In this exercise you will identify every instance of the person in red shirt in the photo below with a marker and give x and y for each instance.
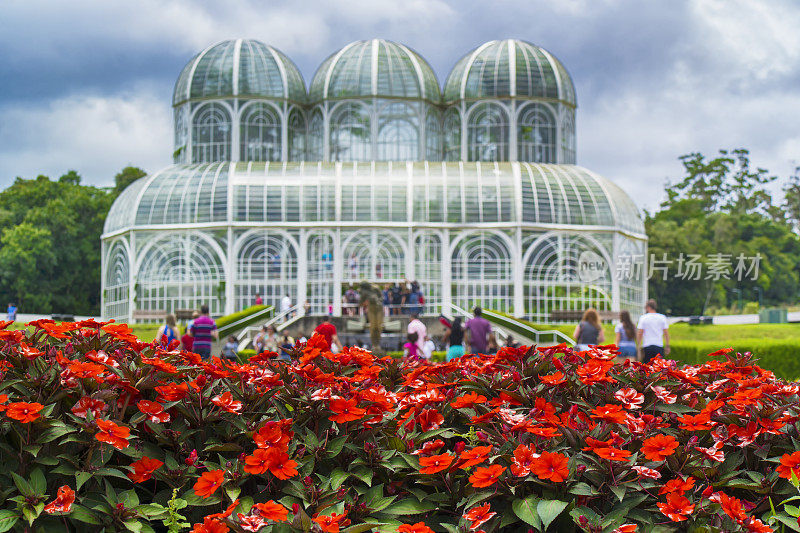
(328, 330)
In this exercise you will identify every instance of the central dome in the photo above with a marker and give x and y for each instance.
(241, 67)
(376, 68)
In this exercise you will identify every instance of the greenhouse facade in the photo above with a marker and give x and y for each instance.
(373, 174)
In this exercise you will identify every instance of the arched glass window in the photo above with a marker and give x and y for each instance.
(568, 136)
(433, 136)
(297, 135)
(350, 133)
(260, 133)
(452, 135)
(181, 134)
(487, 133)
(211, 134)
(398, 133)
(536, 135)
(315, 136)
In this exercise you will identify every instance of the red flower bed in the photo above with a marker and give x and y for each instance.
(99, 430)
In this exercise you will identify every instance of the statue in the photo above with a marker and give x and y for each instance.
(372, 302)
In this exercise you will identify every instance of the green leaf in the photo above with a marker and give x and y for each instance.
(409, 506)
(22, 485)
(7, 520)
(527, 511)
(583, 489)
(81, 478)
(619, 491)
(338, 477)
(335, 446)
(38, 481)
(549, 510)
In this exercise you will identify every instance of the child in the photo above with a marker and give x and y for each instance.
(428, 347)
(229, 351)
(410, 348)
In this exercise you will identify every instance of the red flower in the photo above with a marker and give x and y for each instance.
(272, 511)
(23, 411)
(429, 419)
(523, 461)
(697, 422)
(479, 515)
(272, 459)
(552, 466)
(419, 527)
(613, 454)
(629, 398)
(789, 463)
(345, 410)
(473, 457)
(143, 469)
(678, 485)
(468, 400)
(208, 483)
(486, 476)
(553, 379)
(154, 410)
(172, 392)
(614, 414)
(86, 404)
(63, 502)
(435, 463)
(677, 507)
(330, 524)
(113, 434)
(659, 447)
(210, 525)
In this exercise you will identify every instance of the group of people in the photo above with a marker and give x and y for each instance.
(198, 336)
(404, 298)
(646, 341)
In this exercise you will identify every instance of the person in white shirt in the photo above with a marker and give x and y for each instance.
(286, 303)
(427, 348)
(416, 326)
(652, 334)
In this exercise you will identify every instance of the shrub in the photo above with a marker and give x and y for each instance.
(102, 431)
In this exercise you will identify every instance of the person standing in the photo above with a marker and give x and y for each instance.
(168, 332)
(286, 303)
(416, 326)
(626, 336)
(588, 331)
(652, 333)
(204, 331)
(478, 329)
(454, 336)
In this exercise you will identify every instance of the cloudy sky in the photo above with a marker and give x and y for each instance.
(86, 84)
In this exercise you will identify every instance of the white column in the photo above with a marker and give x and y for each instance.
(133, 268)
(519, 281)
(302, 270)
(230, 276)
(447, 273)
(337, 273)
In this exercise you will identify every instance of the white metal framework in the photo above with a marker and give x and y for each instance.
(374, 174)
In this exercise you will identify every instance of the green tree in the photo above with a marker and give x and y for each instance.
(27, 261)
(126, 176)
(721, 206)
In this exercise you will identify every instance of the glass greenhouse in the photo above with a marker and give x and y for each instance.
(373, 174)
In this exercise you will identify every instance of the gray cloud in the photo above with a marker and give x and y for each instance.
(87, 84)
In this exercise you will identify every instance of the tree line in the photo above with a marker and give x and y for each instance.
(50, 237)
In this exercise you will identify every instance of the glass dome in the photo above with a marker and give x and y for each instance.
(507, 69)
(376, 68)
(440, 193)
(241, 67)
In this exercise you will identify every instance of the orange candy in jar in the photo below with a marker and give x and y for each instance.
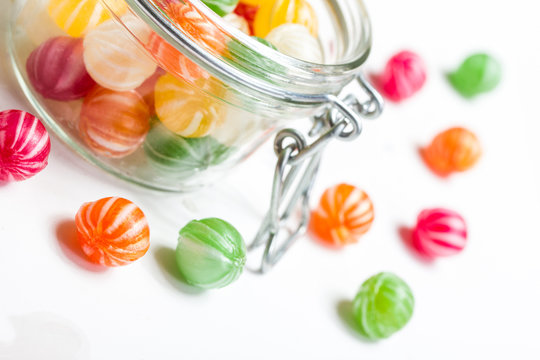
(454, 150)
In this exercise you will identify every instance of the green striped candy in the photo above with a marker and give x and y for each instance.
(179, 156)
(210, 253)
(221, 7)
(383, 305)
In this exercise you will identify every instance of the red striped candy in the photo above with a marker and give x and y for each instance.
(112, 231)
(439, 232)
(24, 145)
(344, 214)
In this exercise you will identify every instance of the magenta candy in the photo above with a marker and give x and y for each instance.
(439, 232)
(403, 76)
(56, 69)
(24, 145)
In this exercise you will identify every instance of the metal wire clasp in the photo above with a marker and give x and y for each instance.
(297, 167)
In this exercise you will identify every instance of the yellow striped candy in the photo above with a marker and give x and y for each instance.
(185, 109)
(77, 17)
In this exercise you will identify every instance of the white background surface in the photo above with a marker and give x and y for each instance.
(482, 303)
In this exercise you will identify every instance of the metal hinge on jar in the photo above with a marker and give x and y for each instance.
(297, 167)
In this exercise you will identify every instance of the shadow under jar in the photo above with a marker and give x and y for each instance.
(166, 93)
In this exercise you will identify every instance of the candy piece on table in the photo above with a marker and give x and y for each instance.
(36, 22)
(210, 253)
(24, 145)
(295, 40)
(112, 231)
(174, 61)
(238, 22)
(78, 17)
(344, 214)
(275, 13)
(56, 69)
(383, 306)
(185, 109)
(113, 59)
(197, 26)
(221, 7)
(248, 12)
(403, 76)
(179, 156)
(114, 124)
(479, 73)
(453, 150)
(439, 232)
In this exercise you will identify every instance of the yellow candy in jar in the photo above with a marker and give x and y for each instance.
(273, 14)
(77, 17)
(186, 109)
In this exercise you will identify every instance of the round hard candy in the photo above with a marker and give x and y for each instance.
(182, 157)
(275, 13)
(24, 145)
(185, 109)
(113, 59)
(112, 231)
(78, 17)
(403, 76)
(439, 232)
(238, 22)
(295, 40)
(221, 7)
(383, 305)
(344, 214)
(479, 73)
(210, 253)
(56, 69)
(114, 124)
(453, 150)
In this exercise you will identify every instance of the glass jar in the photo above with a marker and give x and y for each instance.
(166, 93)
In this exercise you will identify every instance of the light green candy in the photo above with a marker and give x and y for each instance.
(479, 73)
(383, 305)
(221, 7)
(210, 253)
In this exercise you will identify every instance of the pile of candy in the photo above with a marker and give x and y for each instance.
(113, 77)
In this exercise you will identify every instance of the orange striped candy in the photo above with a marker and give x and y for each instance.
(112, 231)
(344, 214)
(453, 150)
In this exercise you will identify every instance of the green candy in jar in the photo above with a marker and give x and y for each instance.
(221, 7)
(479, 73)
(210, 253)
(383, 306)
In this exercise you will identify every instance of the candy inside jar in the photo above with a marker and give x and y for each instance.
(170, 94)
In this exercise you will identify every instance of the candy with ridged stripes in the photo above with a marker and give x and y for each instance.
(295, 40)
(344, 214)
(56, 69)
(78, 17)
(185, 109)
(383, 306)
(454, 150)
(113, 59)
(182, 157)
(403, 76)
(221, 7)
(275, 13)
(112, 231)
(439, 232)
(114, 124)
(24, 145)
(210, 253)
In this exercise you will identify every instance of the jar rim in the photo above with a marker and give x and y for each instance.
(306, 87)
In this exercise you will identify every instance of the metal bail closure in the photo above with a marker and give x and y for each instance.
(297, 167)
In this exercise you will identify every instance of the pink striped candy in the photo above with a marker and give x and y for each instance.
(439, 232)
(24, 145)
(56, 69)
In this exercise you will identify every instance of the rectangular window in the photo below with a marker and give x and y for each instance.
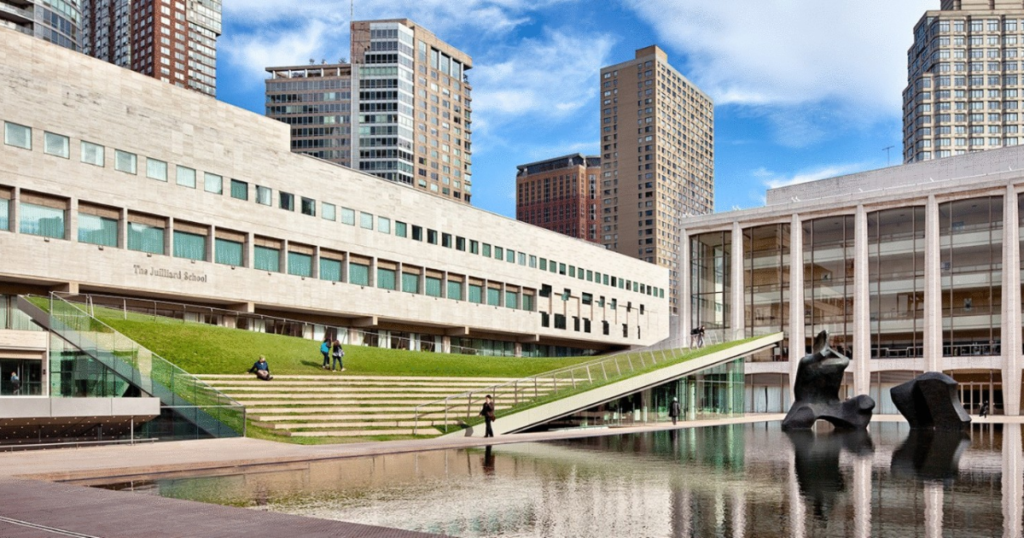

**Direction**
Write out all of the items above word for word, and leave the pictures out.

**Problem solution**
In this exercise you will identify every instance of the person in red shirt in the photo below with a marker and give x and y for each instance.
(328, 330)
In this exercise you will identify every instance of the central dome in the photo above with a marker and give x and y for each instance.
(241, 67)
(376, 68)
In this exercise you will identify every instance of the greenhouse facade in the photo above with a marker and give x and y for each instance.
(373, 174)
In this exercise you will identify every instance of the arched glass window in the photo above with a marker and give x and y for each instance.
(568, 136)
(433, 136)
(297, 135)
(350, 133)
(260, 133)
(452, 135)
(181, 134)
(487, 133)
(211, 134)
(398, 133)
(536, 135)
(315, 136)
In this exercise you will identify every instance of the red flower bed in the photo above with a marker and give x and y for each instance.
(99, 430)
In this exercise you will identify every instance of the statue in the photo above with a marker and give x and y for each instance.
(372, 302)
In this exercise you will identify every instance of the green leaf in the photo above with a marker and give x and y for each instance.
(409, 506)
(22, 485)
(7, 520)
(527, 511)
(583, 489)
(81, 478)
(619, 491)
(338, 477)
(335, 446)
(38, 481)
(549, 510)
In this exercise you will identify every instance of the child in the photo above with a marker and give x and y for each instance.
(428, 347)
(229, 351)
(410, 348)
In this exercise you will identify every instance of the red flower in the photo above with a marker and give x and y for each instance.
(272, 511)
(23, 411)
(429, 419)
(523, 461)
(697, 422)
(479, 515)
(272, 459)
(552, 466)
(419, 527)
(613, 454)
(629, 398)
(789, 463)
(345, 410)
(473, 457)
(143, 469)
(678, 485)
(468, 400)
(208, 483)
(486, 476)
(553, 379)
(154, 410)
(172, 392)
(614, 414)
(86, 404)
(63, 502)
(435, 463)
(677, 507)
(330, 524)
(113, 434)
(659, 447)
(210, 525)
In this exercise you will identify every instance of the group of people in the photo above with a marker and give x and y for each instance.
(198, 336)
(404, 298)
(646, 341)
In this exercise you will identify every instance of the person in white shirt in the photo above with a marker and give x and y for each instance.
(286, 303)
(427, 348)
(416, 326)
(652, 334)
In this exercise you will identify every instance of the shrub in the photo above with a marker and give x and y for each instance.
(102, 431)
In this exercise you will identify every instance of the person standing in the photo above with a marker and give x and y for each instance.
(168, 332)
(286, 303)
(416, 326)
(626, 336)
(588, 331)
(652, 333)
(204, 331)
(478, 329)
(454, 336)
In this exercise you will identify every instance of the cloudy sky in the photo above with a marker and give x and y for each instance.
(86, 84)
In this exercise you will identify every instance of the white column in the photo above with a marker and give x and y for each instance.
(133, 268)
(519, 281)
(302, 270)
(230, 276)
(447, 273)
(337, 273)
In this exercise you will identify every instance of the white metal framework in the photo above with a marker and give x and y for each instance.
(374, 174)
In this exercise you will identify every instance of the green tree in the photo above with a marker and give x and y for each instance.
(27, 261)
(126, 176)
(721, 206)
In this exercise you will identify every instance of the glass greenhouse in the photo above with a marker and give x and y for each instance.
(373, 174)
In this exercise you will identify every instance of the gray cloud in the photo above with a marker and give x and y for each instance.
(87, 84)
In this exercise you will identify every instance of the tree line in the photo above with a marker and give x and y for each instance.
(50, 237)
In this exercise you will identify every instance of the glass dome in the photo above with a marker and give x and y for each instance.
(507, 69)
(376, 68)
(440, 193)
(241, 67)
In this exercise you will identify every instance of the orange candy in jar in the photo below with a marker and give x and y for each instance.
(454, 150)
In this exercise you will identify every instance of the green striped candy in the photo above with a marker and give x and y for each instance.
(179, 156)
(210, 253)
(221, 7)
(383, 305)
In this exercise you will identify every instance of the red striped candy in the photo above with a marker and give x and y for each instance.
(112, 231)
(439, 232)
(24, 145)
(344, 214)
In this exercise you will identify every instance of the magenta candy in the photo above with a marker and give x and y for each instance.
(439, 232)
(403, 76)
(56, 69)
(24, 145)
In this exercise you will identify every instance of the metal wire clasp in the photo above with a marker and give x and y for each instance.
(297, 167)
In this exercise you will identify every instance of the yellow striped candy in the photo above with a marker and give x and y for each instance.
(185, 109)
(77, 17)
In this exercise you will identify every instance of the white background surface in the photo above with a marker and give x and y for each instance.
(482, 303)
In this exercise you will identify every instance of the metal hinge on jar in the photo above with a marker and give x and y for each instance.
(297, 167)
In this exercise you will identify every instance of the shadow under jar in the photo above with a marker and give x and y for each instance.
(166, 93)
In this exercise you will identify every instance of the candy piece on table in the photo above with a marker and give x and y for each instance.
(36, 22)
(210, 253)
(24, 145)
(295, 40)
(112, 231)
(174, 61)
(238, 22)
(78, 17)
(344, 214)
(275, 13)
(56, 69)
(383, 306)
(185, 109)
(113, 59)
(197, 26)
(221, 7)
(248, 12)
(403, 76)
(179, 156)
(114, 124)
(479, 73)
(453, 150)
(439, 232)
In this exercise you will identify every instance of the yellow candy in jar in the photo above with a marker and give x and y for each instance.
(273, 14)
(77, 17)
(186, 109)
In this exercise you will identify every instance of the round hard candy in the photo above with a marker and give x and y for each instance.
(182, 157)
(275, 13)
(24, 145)
(185, 109)
(113, 59)
(112, 231)
(78, 17)
(403, 76)
(439, 232)
(238, 22)
(295, 40)
(221, 7)
(383, 305)
(344, 214)
(479, 73)
(210, 253)
(56, 69)
(114, 124)
(453, 150)
In this exercise you will identify every instance of the glass jar in the photo above with a marker and give x and y for each instance.
(166, 93)
In this exercise you will identify every instance of the light green candy in the photo above with a marker and give x and y for each instance.
(479, 73)
(383, 305)
(221, 7)
(210, 253)
In this exercise you will identify every instance of the pile of candy in the photo above with a marker and give x and y for each instance.
(113, 77)
In this exercise you will identify every instance of the orange striped candy in the photo above with a marker and give x and y for each instance.
(112, 231)
(344, 214)
(453, 150)
In this exercise you will identify every instance of the green candy in jar in the photo above with a marker and give x and y for each instance.
(221, 7)
(479, 73)
(210, 253)
(383, 306)
In this exercise you will identify every instance of the candy inside jar in the photo above with a marker and give x and y for each instance.
(170, 94)
In this exercise you will identify every instance of the candy with ridged stripes in the photo above with a marker and give x and y for each instance.
(295, 40)
(344, 214)
(56, 69)
(78, 17)
(185, 109)
(383, 306)
(454, 150)
(113, 59)
(182, 157)
(403, 76)
(221, 7)
(275, 13)
(112, 231)
(439, 232)
(114, 124)
(24, 145)
(210, 253)
In this exercise you will identify every instance of the jar rim in the photo above with a marker and give x and y for each instance.
(306, 87)
In this exercise you will identify every instance of the metal bail closure in the photo above with a marker and give x and y for each instance.
(297, 167)
In this exercise you will identify every instance of the pink striped candy in the photo above with a marker and give x and y for each instance.
(439, 232)
(24, 145)
(56, 69)
In this exercise you will identify every instance of the rectangular window in the photo below with a marker and give x and y for each instance.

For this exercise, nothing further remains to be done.